_TEXTO PARA LEITURA_
>>>
Em outro ponto da cidade, um jovem é assassinado, ‘supostamente envolvido com drogas’. Leia o texto: ‘Os homicídios em série que vêm sendo cometidos na zona norte de Natal contra pessoas que têm envolvimento com drogas teve um novo capítulo trágico na noite desta terça-feira (18/3), desta vez na Favela da África, no bairro da Redinha. A vítima da vez foi o jovem João Paulo Batista da Silva, 20 anos, executado com quatro tiros em frente de casa.’ O repórter escreve ‘a vítima da vez’. Que sensibilidade! Uma espécie de amanhã continuamos com a série mate e apareça no jornal. A morte mais espetacular será transmitida na TV.
A cada dia que passa, a mídia se especializa em tentar adivinhar os fatos. No meio do texto, são descritos onde os tiros acertaram, parecendo um ranking – quanto mais perto da cabeça, mais pontos. Mas o que chama a atenção é o entendimento do repórter que declara: ‘provavelmente disparados por um revólver calibre 38’. No parágrafo anterior, o repórter já diz no título ‘supostamente envolvido com drogas’. A mania de adivinhar fatos tira a exatidão da matéria e compromete sua veracidade. Esse pecado não é cometido somente por aqui, mas em todo o Brasil e no mundo. A Tribuna do Norte fez aquilo que José Arbex Jr. denuncia no seu livro O Jornalismo Canalha, no capítulo ‘Jornalismo de Verificação X Jornalismo de Afirmação’. Afirmar fatos sem averiguar a sua procedência é um pecado gravíssimo.
O que importa é vender
Para não perder o costume, a matéria é encerrada com a frase: ‘O caso fica inicialmente com a 13ª Delegacia de Polícia da Redinha’.
<<<
_Itens de anotação de coordenadas_
>>>
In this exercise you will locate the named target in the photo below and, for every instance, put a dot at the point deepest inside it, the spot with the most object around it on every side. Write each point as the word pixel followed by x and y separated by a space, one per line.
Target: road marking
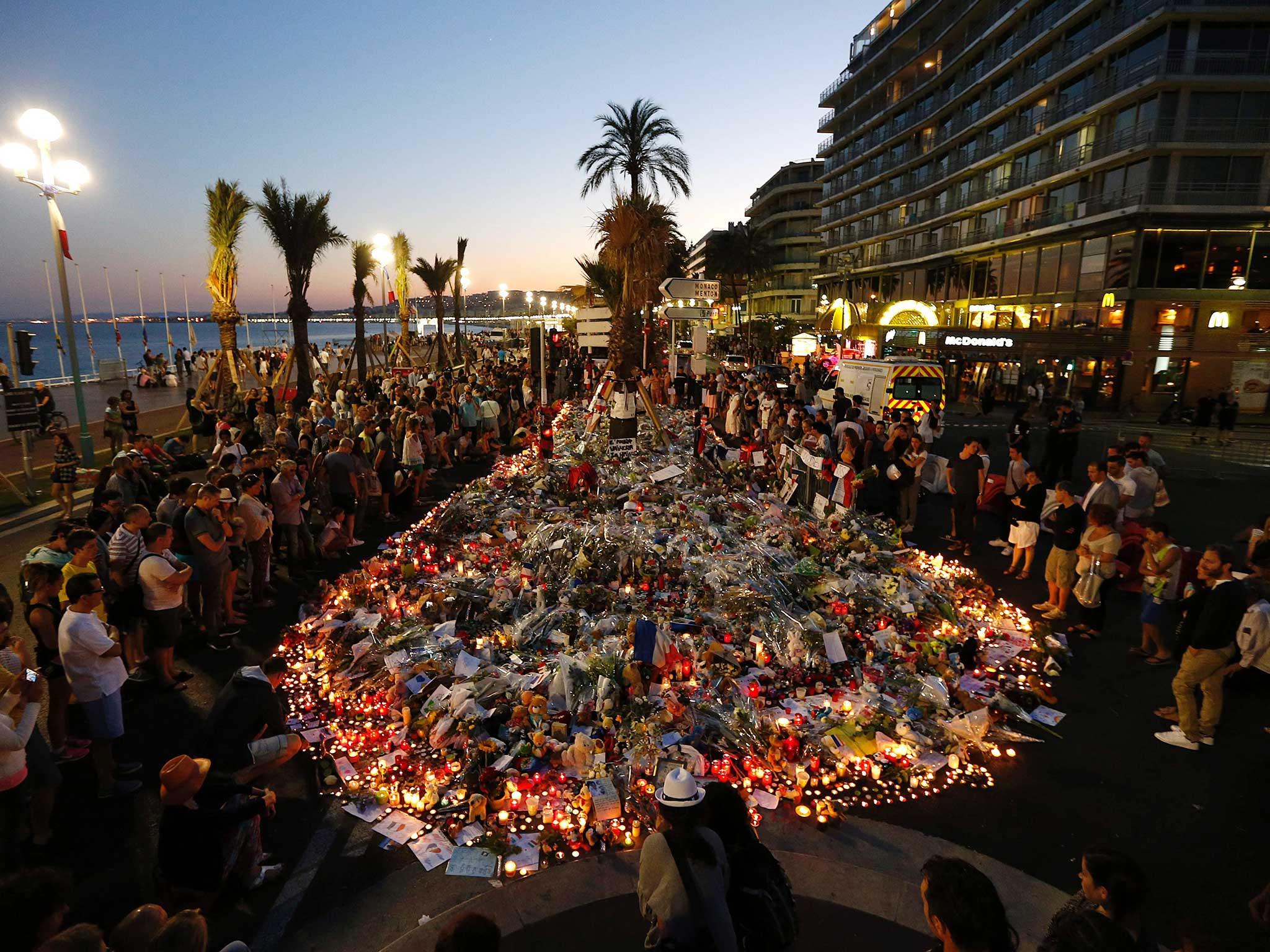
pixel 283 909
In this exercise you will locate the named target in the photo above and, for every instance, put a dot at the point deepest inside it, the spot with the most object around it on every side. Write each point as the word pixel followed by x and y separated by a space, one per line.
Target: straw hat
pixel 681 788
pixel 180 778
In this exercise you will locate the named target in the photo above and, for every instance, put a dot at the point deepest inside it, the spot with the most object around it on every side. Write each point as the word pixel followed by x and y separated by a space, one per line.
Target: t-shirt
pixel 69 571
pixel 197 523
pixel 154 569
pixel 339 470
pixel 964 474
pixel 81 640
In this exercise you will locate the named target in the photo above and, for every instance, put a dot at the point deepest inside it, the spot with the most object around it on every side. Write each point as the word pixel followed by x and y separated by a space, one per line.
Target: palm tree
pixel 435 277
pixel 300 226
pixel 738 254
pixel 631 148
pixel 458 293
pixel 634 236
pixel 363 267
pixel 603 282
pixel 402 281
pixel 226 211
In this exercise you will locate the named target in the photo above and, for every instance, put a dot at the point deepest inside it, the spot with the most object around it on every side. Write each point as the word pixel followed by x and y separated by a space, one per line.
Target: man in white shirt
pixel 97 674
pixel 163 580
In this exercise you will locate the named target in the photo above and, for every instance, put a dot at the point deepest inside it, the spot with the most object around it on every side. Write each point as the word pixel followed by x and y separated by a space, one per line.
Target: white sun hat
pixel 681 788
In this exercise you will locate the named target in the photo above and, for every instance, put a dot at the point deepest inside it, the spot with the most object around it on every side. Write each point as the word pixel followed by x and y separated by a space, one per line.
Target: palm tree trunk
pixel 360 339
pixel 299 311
<<<
>>>
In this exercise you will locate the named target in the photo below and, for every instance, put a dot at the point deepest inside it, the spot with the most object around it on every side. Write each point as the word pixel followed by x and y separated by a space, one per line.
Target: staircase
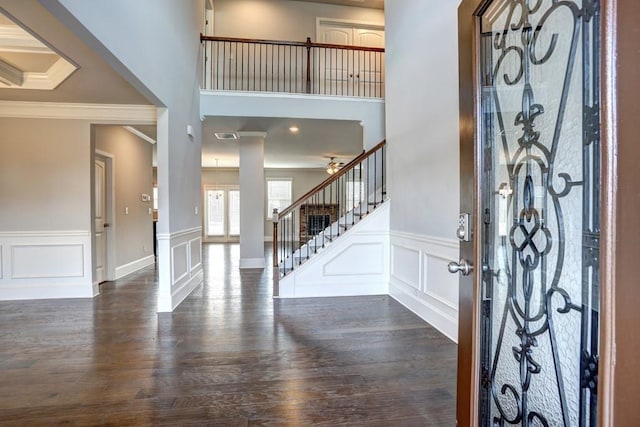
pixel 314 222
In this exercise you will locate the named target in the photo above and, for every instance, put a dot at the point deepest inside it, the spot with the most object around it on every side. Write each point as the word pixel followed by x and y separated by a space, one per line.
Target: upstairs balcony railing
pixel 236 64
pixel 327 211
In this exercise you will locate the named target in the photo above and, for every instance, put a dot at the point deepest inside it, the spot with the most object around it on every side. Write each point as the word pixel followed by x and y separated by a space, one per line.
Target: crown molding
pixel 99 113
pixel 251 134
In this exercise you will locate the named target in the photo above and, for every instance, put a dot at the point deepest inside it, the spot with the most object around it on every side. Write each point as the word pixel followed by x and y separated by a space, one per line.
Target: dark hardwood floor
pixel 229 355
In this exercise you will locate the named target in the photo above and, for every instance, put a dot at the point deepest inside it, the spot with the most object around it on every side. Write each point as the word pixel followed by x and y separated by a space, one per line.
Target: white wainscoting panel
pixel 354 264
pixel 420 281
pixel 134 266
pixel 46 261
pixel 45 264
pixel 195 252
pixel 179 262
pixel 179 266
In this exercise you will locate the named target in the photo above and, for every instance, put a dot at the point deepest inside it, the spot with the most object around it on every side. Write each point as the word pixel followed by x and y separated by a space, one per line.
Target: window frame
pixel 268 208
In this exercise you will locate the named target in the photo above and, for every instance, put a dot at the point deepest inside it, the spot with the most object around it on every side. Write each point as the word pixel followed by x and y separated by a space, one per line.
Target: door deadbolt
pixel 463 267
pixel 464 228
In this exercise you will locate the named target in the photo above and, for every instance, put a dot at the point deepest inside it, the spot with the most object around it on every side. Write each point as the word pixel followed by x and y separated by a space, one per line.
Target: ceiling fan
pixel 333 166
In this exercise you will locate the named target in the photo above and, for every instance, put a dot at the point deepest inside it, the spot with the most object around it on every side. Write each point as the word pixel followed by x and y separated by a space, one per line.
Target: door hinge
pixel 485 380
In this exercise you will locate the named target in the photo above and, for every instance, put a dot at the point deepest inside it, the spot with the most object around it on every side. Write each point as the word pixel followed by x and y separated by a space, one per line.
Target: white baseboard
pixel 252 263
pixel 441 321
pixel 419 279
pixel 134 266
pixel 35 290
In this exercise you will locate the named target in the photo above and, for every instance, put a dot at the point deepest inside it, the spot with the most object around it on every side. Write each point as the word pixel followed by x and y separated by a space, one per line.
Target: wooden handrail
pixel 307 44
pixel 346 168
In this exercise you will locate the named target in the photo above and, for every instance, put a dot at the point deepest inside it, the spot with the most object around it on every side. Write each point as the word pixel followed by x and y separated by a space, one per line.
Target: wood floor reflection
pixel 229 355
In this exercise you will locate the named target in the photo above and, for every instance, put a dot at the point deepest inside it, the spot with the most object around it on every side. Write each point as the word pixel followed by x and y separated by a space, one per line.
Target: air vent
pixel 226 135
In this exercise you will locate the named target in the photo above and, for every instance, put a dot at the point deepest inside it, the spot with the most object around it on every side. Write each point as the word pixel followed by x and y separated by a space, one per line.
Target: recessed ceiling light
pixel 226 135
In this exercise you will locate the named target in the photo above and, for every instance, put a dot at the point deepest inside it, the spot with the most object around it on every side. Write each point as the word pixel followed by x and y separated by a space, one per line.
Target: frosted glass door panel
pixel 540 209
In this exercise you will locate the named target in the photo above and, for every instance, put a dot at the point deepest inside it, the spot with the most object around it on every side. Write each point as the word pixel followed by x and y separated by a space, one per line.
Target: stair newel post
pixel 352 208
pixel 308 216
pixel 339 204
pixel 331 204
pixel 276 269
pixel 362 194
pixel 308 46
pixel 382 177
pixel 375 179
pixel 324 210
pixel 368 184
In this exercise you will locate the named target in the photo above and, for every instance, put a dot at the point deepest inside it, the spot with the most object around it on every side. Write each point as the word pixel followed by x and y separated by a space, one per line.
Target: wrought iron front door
<<<
_FAÇA O SEGUINTE_
1. Responda com base no trecho sobre a cobertura do crime:
(a) Qual era o nome da vítima e que idade ela tinha?
(b) Segundo o repórter, que arma provavelmente disparou os tiros?
(c) Com qual delegacia o caso fica inicialmente?
2. Reescreva a parte do trecho sobre a cobertura do crime que começa em "A cada dia que" e termina em "um pecado gravíssimo.", trocando "repórter" por "jornalista".
3. Continue o trecho sobre a cobertura do crime a partir do ponto em que ele termina.

_RESPOSTAS DADAS_
1.
(a) João Paulo Batista da Silva, de 20 anos.
(b) Um revólver calibre 38.
(c) Com a 13ª Delegacia de Polícia da Redinha.

2.
A cada dia que passa, a mídia se especializa em tentar adivinhar os fatos. No meio do texto, são descritos onde os tiros acertaram, parecendo um ranking – quanto mais perto da cabeça, mais pontos. Mas o que chama a atenção é o entendimento do jornalista que declara: ‘provavelmente disparados por um revólver calibre 38’. No parágrafo anterior, o jornalista já diz no título ‘supostamente envolvido com drogas’. A mania de adivinhar fatos tira a exatidão da matéria e compromete sua veracidade. Esse pecado não é cometido somente por aqui, mas em todo o Brasil e no mundo. A Tribuna do Norte fez aquilo que José Arbex Jr. denuncia no seu livro O Jornalismo Canalha, no capítulo ‘Jornalismo de Verificação X Jornalismo de Afirmação’. Afirmar fatos sem averiguar a sua procedência é um pecado gravíssimo.

3.
O campeão da rodada foi Rosemberg da Silva Alves, morto na Zona Norte, informação que vem destacada no texto, como se nas outras regiões de Natal não houvesse crimes piores. Com total desrespeito à família da vítima, e sem averiguar, mais uma vez, o jornal diz que o crime ‘leva a crer que a motivação para a morte dele tenha sido um acerto de contas relativo à dívida por drogas’, segundo a polícia. Por fim, a descrição da morte do homem de 27 anos é quase um filme. Em resumo, dois homens vinham numa moto Twister, pela Rua dos Caetés, no bairro de Santarém. Encontraram Rosemberg caminhando ‘tranqüilamente’. Começaram a atirar e Rosemberg correu, mas de nada adiantou. A vítima levou um tiro na mão, um nas costas e dois na cabeça; não resistiu e morreu no local. ‘O caso será investigado pelo 12º Distrito Policial, em Santarém.’ Em todas as reportagens ninguém foi preso e a polícia não tem pistas dos assassinos. Além disso, todas as reportagens terminaram com a frase ‘o caso será investigado’, mantendo um padrão tal qual uma receita de bolo, mudando só a quantidade dos ingredientes.
Por fim, muitos não vêem problema algum em publicar notícias e reportagens com esse teor. Mas uma coisa que não podemos esquecer é que a imprensa cumpre seu papel social quando fiscaliza os demais poderes. Não é isso que acontece por aqui. A Tribuna do Norte, o Diário de Natal, o Correio da Tarde, o Jornal de Hoje, com suas duas edições, e o site Nominuto.com enchem os cidadãos de notícias sobre mortes para venderem suas páginas. Quando a matéria fica velha, de um dia para o outro surgem novos casos. Esses são relatados com primor pela imprensa, apenas. Não há uma única matéria que denuncie o descaso com a segurança pública, além de não haver acompanhamento sobre as investigações. Quando o assunto cai na esfera do esquecimento, a polícia arquiva o caso e os assassinos ficam impunes para cometer novos atos de violência. Enquanto isso, a grande imprensa se esbalda nessas histórias e vende a desgraça alheia aos demais cidadãos sem responsabilidade alguma, pois para eles, ‘notícia `boa´, é notícia ruim’ e o que realmente importa é vender.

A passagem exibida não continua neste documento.